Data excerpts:

_ _ _ _ _

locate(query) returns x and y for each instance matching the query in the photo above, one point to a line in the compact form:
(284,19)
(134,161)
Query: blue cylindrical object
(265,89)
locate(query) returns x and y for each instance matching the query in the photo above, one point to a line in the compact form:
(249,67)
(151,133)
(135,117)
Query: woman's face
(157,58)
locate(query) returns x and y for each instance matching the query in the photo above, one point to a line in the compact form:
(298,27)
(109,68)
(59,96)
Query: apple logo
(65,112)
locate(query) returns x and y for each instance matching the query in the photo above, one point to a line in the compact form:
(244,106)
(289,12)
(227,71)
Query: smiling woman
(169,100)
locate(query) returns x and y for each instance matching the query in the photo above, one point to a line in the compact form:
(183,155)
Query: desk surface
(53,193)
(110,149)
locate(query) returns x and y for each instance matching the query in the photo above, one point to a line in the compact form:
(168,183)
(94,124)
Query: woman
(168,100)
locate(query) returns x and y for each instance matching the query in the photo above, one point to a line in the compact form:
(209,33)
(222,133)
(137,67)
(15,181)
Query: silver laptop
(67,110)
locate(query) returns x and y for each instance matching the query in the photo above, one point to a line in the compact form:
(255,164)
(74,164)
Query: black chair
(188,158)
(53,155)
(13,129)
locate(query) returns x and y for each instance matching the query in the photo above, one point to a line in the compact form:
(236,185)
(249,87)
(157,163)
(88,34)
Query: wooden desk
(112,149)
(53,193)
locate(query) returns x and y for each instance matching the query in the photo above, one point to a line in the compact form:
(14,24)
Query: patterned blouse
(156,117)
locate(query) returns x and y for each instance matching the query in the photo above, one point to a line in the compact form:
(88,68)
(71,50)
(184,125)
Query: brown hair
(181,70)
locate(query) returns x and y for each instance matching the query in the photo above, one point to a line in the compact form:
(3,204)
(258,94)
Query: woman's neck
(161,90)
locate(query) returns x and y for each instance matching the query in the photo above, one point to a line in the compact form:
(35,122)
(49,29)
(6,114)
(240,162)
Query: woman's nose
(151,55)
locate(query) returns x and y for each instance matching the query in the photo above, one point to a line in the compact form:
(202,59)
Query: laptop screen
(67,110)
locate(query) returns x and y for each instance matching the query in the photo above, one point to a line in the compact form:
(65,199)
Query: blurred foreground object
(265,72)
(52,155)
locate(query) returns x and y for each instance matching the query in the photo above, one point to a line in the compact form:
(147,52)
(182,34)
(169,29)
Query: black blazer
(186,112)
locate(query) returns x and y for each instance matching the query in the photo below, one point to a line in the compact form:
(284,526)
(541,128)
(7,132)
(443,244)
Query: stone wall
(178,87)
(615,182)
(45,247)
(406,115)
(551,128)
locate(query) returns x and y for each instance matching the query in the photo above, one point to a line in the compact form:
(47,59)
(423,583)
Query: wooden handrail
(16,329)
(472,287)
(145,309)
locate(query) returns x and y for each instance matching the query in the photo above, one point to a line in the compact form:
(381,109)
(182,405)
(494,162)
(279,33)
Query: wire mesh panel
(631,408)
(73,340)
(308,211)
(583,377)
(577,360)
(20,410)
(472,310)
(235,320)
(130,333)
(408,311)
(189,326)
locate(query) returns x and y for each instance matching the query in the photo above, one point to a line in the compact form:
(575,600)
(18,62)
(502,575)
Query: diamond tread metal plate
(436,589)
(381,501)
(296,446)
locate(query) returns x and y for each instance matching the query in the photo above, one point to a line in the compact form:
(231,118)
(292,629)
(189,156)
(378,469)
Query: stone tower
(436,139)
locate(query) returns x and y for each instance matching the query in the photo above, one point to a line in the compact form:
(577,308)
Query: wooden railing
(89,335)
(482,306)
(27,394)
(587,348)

_ _ _ _ _

Instructions to follow: Could the data above be returned exactly as it stands?

Completed exercise:
locate(query) returns x and y for each instance matching the query in the photo above, one point to a line in the compact form:
(284,19)
(134,161)
Query: blue cylindrical object
(265,89)
locate(query) returns x and y for each instance matching the query in the photo above, one point to a line in the compact form:
(249,67)
(151,133)
(135,117)
Query: woman's face
(157,58)
locate(query) returns x and y for each instance matching the query in the photo above, one point to a line in the compact form:
(298,27)
(109,68)
(59,96)
Query: apple logo
(65,112)
locate(query) returns x and y for each instance matching the query in the photo above, one point to a line in the compact form:
(244,106)
(289,12)
(227,71)
Query: smiling woman
(169,100)
locate(query) returns x and y for each instance matching the query in the photo above, one point to a line in the compact form:
(183,155)
Query: desk surface
(53,193)
(110,149)
locate(query) returns x and y for each instance matching the query in the photo above, one point to a line in the compact form:
(168,183)
(94,124)
Query: woman
(168,100)
locate(query) returns x and y for each instance matching the query in the photo above, one point to a line in the compact form:
(209,33)
(222,133)
(137,67)
(15,181)
Query: silver laptop
(67,110)
locate(query) returns x and y for each instance matching the query in the photo above, one point to a line in the compact form:
(255,164)
(74,164)
Query: black chair
(188,158)
(53,155)
(13,129)
locate(query) returns x and y for each instance matching the query in the photo above, one point to a line in the compact form:
(236,185)
(249,87)
(157,163)
(88,34)
Query: wooden desk
(112,149)
(53,193)
locate(query) returns x and y for each instance matching the query in the photo above, one point to a line in the compact form:
(14,24)
Query: patterned blouse
(156,117)
locate(query) returns x and y for each instance matching the query in the photo above, one point to a line in the compact form:
(88,68)
(71,50)
(184,125)
Query: brown hair
(181,70)
locate(query) returns x and y for each instance matching the query in the photo above, one point to a line in the compact form:
(3,204)
(258,94)
Query: woman's neck
(161,90)
locate(query) returns x and y for each instance matching the query in the photo above, one point to a line in the compact form:
(35,122)
(49,29)
(6,114)
(240,162)
Query: woman's nose
(151,55)
locate(query) returns x and y for each instance matching the query in the photo above, one point to a line in the compact form:
(202,59)
Query: laptop screen
(67,110)
locate(query) returns x and y for each instance matching the query in the photo above, one point to a line in the compact form:
(65,199)
Query: blurred foreground object
(265,72)
(52,155)
locate(query) returns x and y for each instance matching the query in the photo above, one point to a line in the compact form:
(147,52)
(182,34)
(169,29)
Query: black blazer
(186,112)
locate(query) returns x and y for each instance matching the query in the photo below, one point to a line in the compact form:
(284,526)
(541,128)
(7,132)
(443,244)
Query: stone wall
(178,87)
(615,182)
(45,247)
(406,115)
(551,128)
locate(query) returns x and y for each instance matching the query in the photo above, one point to a line in the compact form:
(47,59)
(423,583)
Query: wooden handrail
(16,329)
(472,287)
(145,309)
locate(query) returns x and y for each instance matching the query in the photo above, one point to a line in the compact form:
(381,109)
(182,405)
(494,162)
(279,33)
Query: wire mesh panel
(631,408)
(73,340)
(308,211)
(583,377)
(577,360)
(20,410)
(472,310)
(235,320)
(130,333)
(408,311)
(189,326)
locate(query) returns x and y for each instance matching the query in the photo above, one point to a line in the compact form:
(575,600)
(18,62)
(502,575)
Query: diamond tread metal plate
(436,589)
(381,501)
(296,446)
locate(query) returns x and y for each instance matching the query in the photo above, one point to a line in the compact form:
(231,118)
(292,629)
(189,156)
(378,469)
Query: stone tower
(436,139)
locate(query) returns x and y for each instance matching the query in the photo above, one point to a line in the compact form:
(577,308)
Query: wooden railing
(89,335)
(482,306)
(27,394)
(587,348)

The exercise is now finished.